#### To-do list:
**A)** In the mini-bond article, how much money does Mr Prindiville hope to have raised from clients by the time the offer closes in April?
**B)** In the mini-bond article, switch "six months" to "three months" and write out everything from "He has put together" down to "after five years.".
**C)** Proceed with the article on the luxury car dealer's mini-bond, starting after its last sentence.

Mini-bond is one way of getting luxury car business up to speed
In a business that defies traditional lending logic, bypassing the banks can make sense
It’s not easy trying to find finance to get your company into top gear. Alex Prindiville fears that his efforts to borrow the money he needs to grow his luxury car dealership may have taken years off his life.
“When I started I had hair and I was 7ft tall. Now I’m bald and 5ft,” he jokes. His tribulations are not, however, the result of an application for a bank loan getting stuck for months on end. Instead, the frustration is self-inflicted, after Mr Prindiville took his fundraising efforts into his own hands.
He has put together a “mini-bond” offer, whereby the company, Prindiville, intends to borrow directly from its customers. It is offering returns of 7.5 per cent. Interest is due every six months, with capital to be returned after five years.
Mr Prindiville hopes to have raised £12 million from clients by the time the offer closes in April, with the money intended to allow the London-based dealer to buy some of the world’s most expensive sports cars. “The amount of hoops, compliance and legalities you’ve got to go through to get this done is just mind boggling,” he says.
He decided on the unconventional approach to financing his business after growing frustrated at losing trade through lack of working capital. “Our problem is not sourcing cars or selling cars. Our problem is funding. The demand is outstripping what I can keep up with. We need investment into the business. I am turning business away because I haven’t got the capital.”
Mr Prindiville, 42, has been working with cars since he was 17. “As a child, I spent my time tinkering with bikes and engines,” he says. He started the company nine years ago. It began as a manufacturer of modifications for sports cars before becoming a broker of resales of luxury and classic vehicles. “If you want something you can’t find, you come to me. My black book is amazing. It has to be or I wouldn’t be able to do this.”
If Mr Prindiville arranges a sale for a customer, the buyer may want to part-exchange vehicles to finance the deal. But the company has found that it often hasn’t had enough capital to purchase those cars to complete the transaction. With Prindiville also wanting to purchase more vehicles itself, rather than simply acting as a broker, the need for finance was clear.
In Mr Prindiville’s world, the equivalent of a runaround starts at £50,000. Even a Bugatti Veyron, said to be the world’s fastest road-legal production car, isn’t at the top of the price range. “The Veyrons were going for £1 million, they’re back at about £700,000 now. Something like a McLaren P1 is being sold at £1.7 million.”

#### Given information:
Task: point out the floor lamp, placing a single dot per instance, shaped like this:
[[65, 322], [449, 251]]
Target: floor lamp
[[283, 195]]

#### Written answers:
**A)** £12 million.

**B)**
He has put together a “mini-bond” offer, whereby the company, Prindiville, intends to borrow directly from its customers. It is offering returns of 7.5 per cent. Interest is due every three months, with capital to be returned after five years.

**C)**
It’s easy to see why his working capital demands are on a different scale from the average small company. “A couple of million pounds doesn’t go very far. We need tens of millions really. We always need £3 million or so in the business to buy the specialist stuff — the super super-cars.” So why not just go to a bank? Because this is not an industry that traditional lenders have been able to understand, Mr Prindiville says.
Suppliers of vehicle stock finance generally lend only against lower value vehicles that sell in high volumes, such as those priced in the £30,000 to £70,000 price range. “If I say to a banker, I’m going to buy a car that had a list price of £250,000, but I need to pay £300,000 and I am going to sell it for £360,000, they just cannot get their heads around it. It doesn’t work on their spreadsheet.”
The idea for the mini-bond came from a wealthy customer who wanted to invest in Prindiville. “They said, ‘go and create a structure that’s safe and secure’. That’s how this came about. I needed to find a way to accept when they said, ‘here’s a few million quid’.”
While Mr Prindiville has found the process of putting the bond together interesting, he says it is not for the faint-hearted.
He estimates that it has cost him more than £200,000 once the costs of all the legal and accountancy advice, and of issuing a prospectus, are added up. He argues that his offer is rather different from the mini-bonds that have been issued by the likes of Hotel Chocolat, the retailer, and Chilango, a burrito chain.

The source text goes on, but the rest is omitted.